### TASK DIRECTIONS
Summarize the text below about China's shift toward domestic demand in two sentences.

### PAGE TEXT
---
TOKYO — China’s economic trajectory is undergoing a fundamental recalibration as President Xi Jinping’s administration confronts the limitations of its export-oriented growth model. Despite achieving a remarkable $1 trillion trade surplus within 11 months and securing a 12-month delay in trade negotiations with the Trump administration, Chinese leadership recognizes that external demand cannot sustainably deliver the 5% growth target for 2026.
The Politburo’s recent meeting in Beijing signaled a strategic shift toward domestic-driven growth, emphasizing the critical need to mobilize approximately $22 trillion in household savings to combat deflationary pressures. The leadership’s directive to ‘adhere to domestic demand as the main driver and build a strong domestic market’ represents a significant policy reorientation.
Central to this new approach is Xi’s concept of ‘new productive forces,’ first introduced in 2023, which focuses on technological enhancement of manufacturing efficiency rather than reducing industrial output. This strategy aligns with the Politburo’s emphasis on ‘cross-cyclical’ policies prioritizing long-term stability over short-term gains.
---
### EXERCISE DATA
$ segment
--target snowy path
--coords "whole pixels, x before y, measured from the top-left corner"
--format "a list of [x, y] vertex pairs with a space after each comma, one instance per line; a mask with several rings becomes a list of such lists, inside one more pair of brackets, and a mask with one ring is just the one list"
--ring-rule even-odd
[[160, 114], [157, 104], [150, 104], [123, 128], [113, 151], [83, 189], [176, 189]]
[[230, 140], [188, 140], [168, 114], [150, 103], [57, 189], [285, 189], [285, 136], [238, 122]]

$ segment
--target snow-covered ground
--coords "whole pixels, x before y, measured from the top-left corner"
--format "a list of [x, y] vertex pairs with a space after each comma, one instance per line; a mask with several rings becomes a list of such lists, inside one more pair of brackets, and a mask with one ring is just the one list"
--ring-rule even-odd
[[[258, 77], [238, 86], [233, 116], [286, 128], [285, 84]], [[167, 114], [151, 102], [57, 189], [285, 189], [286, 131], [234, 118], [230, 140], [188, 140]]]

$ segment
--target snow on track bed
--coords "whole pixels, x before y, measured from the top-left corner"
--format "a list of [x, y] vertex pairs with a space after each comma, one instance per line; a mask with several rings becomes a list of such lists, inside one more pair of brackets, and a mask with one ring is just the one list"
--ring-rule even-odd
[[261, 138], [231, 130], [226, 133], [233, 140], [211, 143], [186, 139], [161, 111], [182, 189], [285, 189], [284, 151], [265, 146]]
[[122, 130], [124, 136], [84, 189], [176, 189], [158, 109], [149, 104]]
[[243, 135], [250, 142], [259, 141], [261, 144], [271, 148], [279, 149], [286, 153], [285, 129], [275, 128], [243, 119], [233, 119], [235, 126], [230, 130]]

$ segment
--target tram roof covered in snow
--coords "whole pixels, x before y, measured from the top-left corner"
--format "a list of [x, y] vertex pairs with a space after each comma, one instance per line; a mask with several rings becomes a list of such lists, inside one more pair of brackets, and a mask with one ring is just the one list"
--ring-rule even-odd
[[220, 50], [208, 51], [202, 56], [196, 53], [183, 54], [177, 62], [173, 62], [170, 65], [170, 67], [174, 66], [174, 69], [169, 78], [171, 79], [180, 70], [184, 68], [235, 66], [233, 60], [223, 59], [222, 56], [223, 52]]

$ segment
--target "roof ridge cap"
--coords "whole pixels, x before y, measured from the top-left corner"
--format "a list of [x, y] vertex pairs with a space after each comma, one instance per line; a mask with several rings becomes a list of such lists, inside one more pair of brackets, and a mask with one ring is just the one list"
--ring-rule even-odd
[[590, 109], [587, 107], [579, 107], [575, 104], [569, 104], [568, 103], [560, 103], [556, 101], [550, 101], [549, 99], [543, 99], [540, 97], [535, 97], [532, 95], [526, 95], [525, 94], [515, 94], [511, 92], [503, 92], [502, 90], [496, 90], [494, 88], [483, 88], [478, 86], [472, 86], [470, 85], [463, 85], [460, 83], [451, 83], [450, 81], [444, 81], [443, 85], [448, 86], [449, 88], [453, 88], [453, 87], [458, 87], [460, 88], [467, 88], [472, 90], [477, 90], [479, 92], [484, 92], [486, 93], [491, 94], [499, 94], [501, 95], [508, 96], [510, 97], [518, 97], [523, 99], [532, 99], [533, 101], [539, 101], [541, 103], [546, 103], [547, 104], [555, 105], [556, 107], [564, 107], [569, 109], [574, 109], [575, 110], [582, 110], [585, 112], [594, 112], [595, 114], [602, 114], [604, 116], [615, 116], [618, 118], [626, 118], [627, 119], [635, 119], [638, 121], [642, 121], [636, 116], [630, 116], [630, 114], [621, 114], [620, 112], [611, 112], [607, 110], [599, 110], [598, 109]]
---
### ANSWER SECTION
Despite a $1 trillion trade surplus in 11 months and a 12-month delay in trade negotiations with the Trump administration, Chinese leadership recognizes that external demand cannot sustainably deliver its 5% growth target for 2026. The Politburo has therefore signaled a shift toward domestic-driven growth that would mobilize about $22 trillion in household savings against deflationary pressures, and that rests on Xi's concept of "new productive forces," which means using technology to make manufacturing more efficient rather than cutting industrial output.